In the copy, keep every record exact and leave out all images.
________________
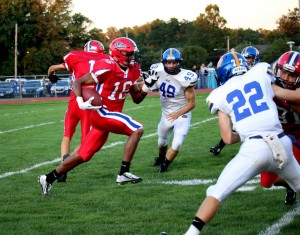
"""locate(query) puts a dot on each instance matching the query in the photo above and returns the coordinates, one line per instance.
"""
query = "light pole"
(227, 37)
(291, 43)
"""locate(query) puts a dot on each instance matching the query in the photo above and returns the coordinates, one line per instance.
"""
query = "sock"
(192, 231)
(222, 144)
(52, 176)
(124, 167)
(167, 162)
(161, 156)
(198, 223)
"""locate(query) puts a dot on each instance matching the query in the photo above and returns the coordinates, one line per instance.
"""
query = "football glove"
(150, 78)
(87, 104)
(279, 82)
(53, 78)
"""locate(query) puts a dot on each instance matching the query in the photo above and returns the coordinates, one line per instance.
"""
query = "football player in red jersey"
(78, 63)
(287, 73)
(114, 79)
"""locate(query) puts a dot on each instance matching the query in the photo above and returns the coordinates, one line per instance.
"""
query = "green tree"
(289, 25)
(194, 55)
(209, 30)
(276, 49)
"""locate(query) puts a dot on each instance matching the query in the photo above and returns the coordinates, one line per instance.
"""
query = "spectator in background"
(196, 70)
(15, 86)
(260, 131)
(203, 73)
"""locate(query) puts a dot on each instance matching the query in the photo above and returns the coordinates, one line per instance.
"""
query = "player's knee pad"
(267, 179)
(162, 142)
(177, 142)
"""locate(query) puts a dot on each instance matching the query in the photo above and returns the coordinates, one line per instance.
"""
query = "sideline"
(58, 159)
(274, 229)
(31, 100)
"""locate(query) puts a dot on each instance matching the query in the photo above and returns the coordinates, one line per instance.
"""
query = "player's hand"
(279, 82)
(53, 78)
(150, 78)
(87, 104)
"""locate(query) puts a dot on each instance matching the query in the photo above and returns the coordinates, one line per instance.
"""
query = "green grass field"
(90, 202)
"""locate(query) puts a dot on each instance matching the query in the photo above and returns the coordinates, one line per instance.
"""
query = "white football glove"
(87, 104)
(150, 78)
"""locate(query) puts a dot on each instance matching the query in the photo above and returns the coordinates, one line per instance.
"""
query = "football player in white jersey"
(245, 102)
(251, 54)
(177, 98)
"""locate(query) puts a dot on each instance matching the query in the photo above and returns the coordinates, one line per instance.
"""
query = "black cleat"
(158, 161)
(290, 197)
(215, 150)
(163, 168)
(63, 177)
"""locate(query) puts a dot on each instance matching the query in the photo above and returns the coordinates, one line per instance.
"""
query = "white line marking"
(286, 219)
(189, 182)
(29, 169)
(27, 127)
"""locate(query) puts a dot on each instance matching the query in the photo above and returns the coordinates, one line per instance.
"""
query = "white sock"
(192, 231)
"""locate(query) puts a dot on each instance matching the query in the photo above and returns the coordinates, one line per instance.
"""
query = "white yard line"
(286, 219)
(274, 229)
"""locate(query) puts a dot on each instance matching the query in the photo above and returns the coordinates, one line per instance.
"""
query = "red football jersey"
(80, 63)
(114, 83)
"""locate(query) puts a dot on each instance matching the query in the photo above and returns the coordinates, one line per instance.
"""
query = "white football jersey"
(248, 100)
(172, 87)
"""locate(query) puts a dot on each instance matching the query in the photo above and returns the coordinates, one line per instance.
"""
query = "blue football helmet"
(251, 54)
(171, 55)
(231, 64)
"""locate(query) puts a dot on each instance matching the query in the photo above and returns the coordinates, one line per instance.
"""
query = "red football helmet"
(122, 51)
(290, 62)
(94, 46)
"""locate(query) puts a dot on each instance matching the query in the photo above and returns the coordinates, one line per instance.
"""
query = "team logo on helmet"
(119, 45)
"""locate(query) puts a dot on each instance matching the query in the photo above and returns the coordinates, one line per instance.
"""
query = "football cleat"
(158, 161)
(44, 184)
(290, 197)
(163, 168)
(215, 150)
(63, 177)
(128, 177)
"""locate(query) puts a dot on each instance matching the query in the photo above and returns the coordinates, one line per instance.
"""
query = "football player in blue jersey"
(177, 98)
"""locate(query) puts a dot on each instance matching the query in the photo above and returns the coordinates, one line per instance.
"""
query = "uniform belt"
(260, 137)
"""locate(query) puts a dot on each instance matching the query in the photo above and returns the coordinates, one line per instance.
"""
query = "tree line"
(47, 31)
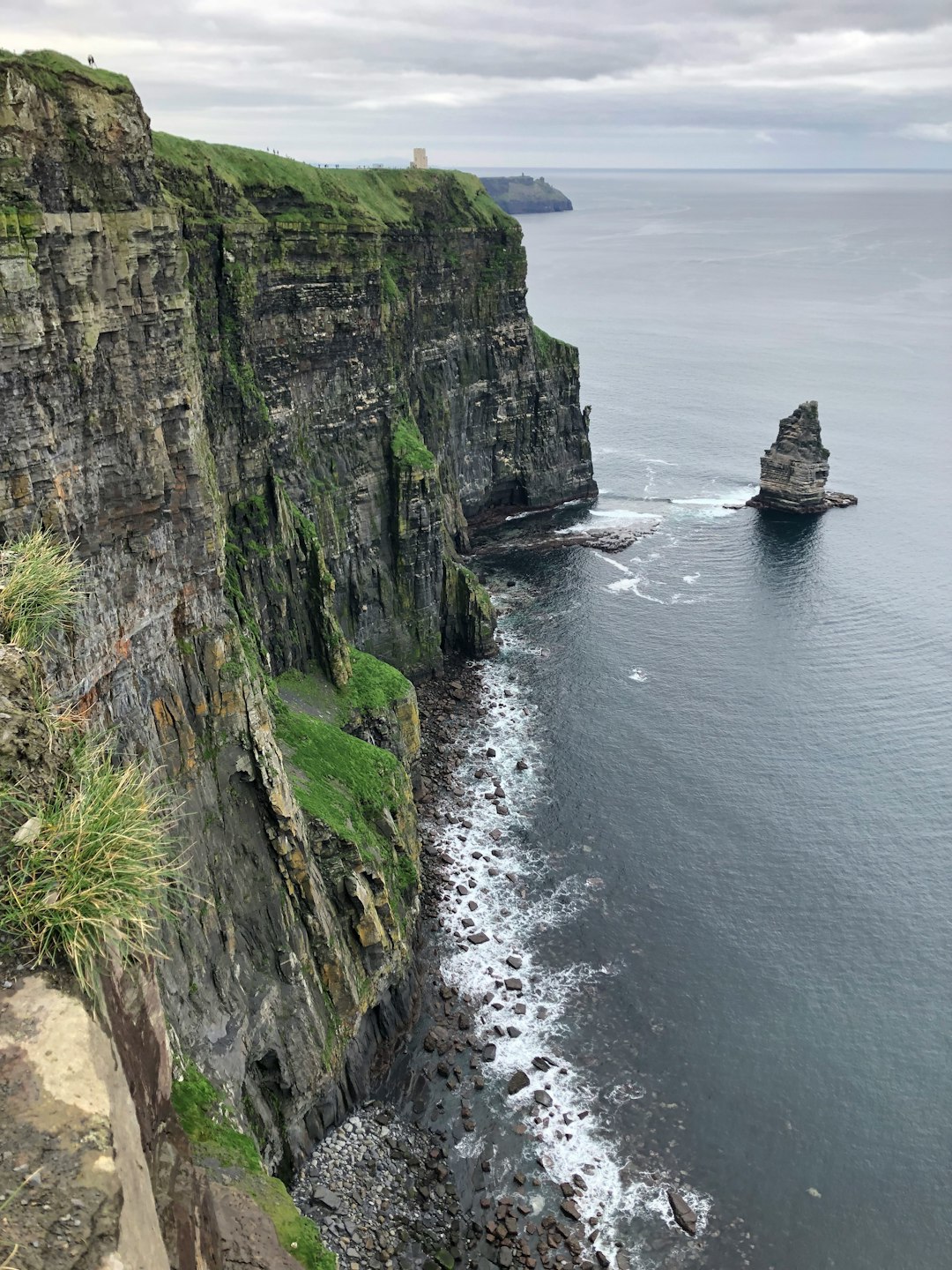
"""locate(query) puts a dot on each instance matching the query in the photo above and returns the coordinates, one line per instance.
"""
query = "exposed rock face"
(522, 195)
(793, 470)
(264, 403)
________________
TASK RESULT –
"""locate(query) puts a dot on each instance matching the query in the photo above and returns the coordinates, one line per instance.
"""
query = "light pole"
(227, 37)
(291, 43)
"""locate(query) puts a dot on each instance matching the query in the photo above and returns the coordinates, one line per instance.
"""
query = "sock"
(192, 231)
(222, 144)
(52, 176)
(124, 167)
(167, 162)
(161, 156)
(198, 223)
"""locate(query) puts a dot on each instance matching the query in the photo above and returns the coordinates, one line per instance.
"""
query = "football glove"
(150, 78)
(87, 104)
(279, 82)
(53, 78)
"""locate(query) puts a dot on each instance matching the query in the photo above and returns the coordinates, one line per instance.
"""
query = "football player in red jersey"
(78, 63)
(287, 73)
(114, 79)
"""locate(query) puts a dot on each instance matching the query in the photo above and returns the coordinates, one line per instance.
"""
query = "green tree"
(289, 25)
(194, 55)
(209, 30)
(276, 49)
"""locate(query) puts a dot on each instance matching the query in the photo above and returns the coordinates, one line per instance.
"""
query = "spectator in background"
(196, 70)
(15, 86)
(260, 131)
(203, 73)
"""locate(query) puts a dot on each instance matching the query in the photo above and returns the coordinates, one line per instance.
"""
query = "player's knee pad"
(267, 179)
(162, 142)
(177, 142)
"""locate(query) puts a dot on each instance matching the query in the photo above and returns the coordinates, one line per instance.
"""
query = "sideline"
(58, 159)
(274, 229)
(31, 100)
"""locate(query) puts a dot on each instance matching the query in the photo above and returns the coordinates, one line per instance.
"""
query = "player's hand"
(279, 82)
(53, 78)
(150, 78)
(87, 104)
"""locate(query) puts a dot on each instance matching the query in the photo above and returns the coordinates, one line per instance.
"""
query = "green grass field"
(90, 202)
"""locate(query) puts a dot on each instance matching the query in the photo above and returns the coordinates, one line per instance.
"""
query = "white football glove"
(87, 104)
(150, 78)
"""locate(query) puts a dot on each instance matching the query in the photo above and returns the coordinates, one line per instance.
"""
query = "football player in white jersey"
(245, 102)
(251, 54)
(177, 98)
"""locate(query) puts a dot on each instance matching the query in the photo above and returns the coordinates, one line per instance.
"""
query = "black cleat"
(158, 161)
(290, 197)
(215, 150)
(163, 168)
(63, 177)
"""locate(query) puts a dot on each instance matching the query in the photo above and returns the coordinates, one line per instance.
"""
query = "white line marking"
(286, 219)
(189, 182)
(29, 169)
(27, 127)
"""locate(query) puts a dot on each instance matching the query in the photo above and returns the coordinates, one line per instance.
"""
query = "white sock"
(192, 231)
"""locate(query) puts a dot on each instance matching the query in the photo above and returns the coordinates, one line per instance.
"""
query = "white yard line"
(286, 219)
(274, 229)
"""locate(query) puts a dot on each instance matching the query in the photo above and returns the coordinates, one line per instance.
"""
query = "red football jersey"
(80, 63)
(114, 83)
"""locate(query) puts a dot on each instance matching the query in the photo above and returns the coordinates, one line per instance.
"""
query = "white football jersey"
(248, 100)
(172, 87)
"""locate(query) puts a dot on each instance matching the query in the photo above and returns the coordinates, one line per instance.
"""
query = "blue football helmet"
(251, 54)
(171, 55)
(231, 64)
"""locate(query) puts a dot on each instance matching the query in the photo above and returns the coordinates, one line per instance.
"""
query = "red football helmet"
(122, 51)
(290, 62)
(94, 46)
"""locate(query) puts a dot on each instance matching the query in the photo above and returns the coordinates, one line per instance.
"""
query = "team logo on helmet"
(119, 45)
"""locate(query) puts a dot on each instance matching the query in the photo above and returns the coordinates, one line per instance.
"""
query = "football cleat"
(158, 161)
(44, 184)
(290, 197)
(163, 168)
(215, 150)
(63, 177)
(128, 177)
"""locate(query) puts a dot on each instance matching the query in the photo above and returns the coordinates, one line per instance.
"""
query = "football player in blue jersey"
(177, 98)
"""locate(query) puts a dot on each instance matching the query in the photo above and returns the coordinates, one line per instance.
"""
query = "uniform belt"
(260, 137)
"""locate(query) puts a dot on each instance matching the query in the photo above and returns the coordinates, one line per instance.
"""
query = "tree line"
(47, 31)
"""locate(query) puts a dot on each instance matching the query in the photo above and returns the coordinates, one line per instance.
"""
query = "exposed rock face"
(522, 195)
(793, 470)
(264, 403)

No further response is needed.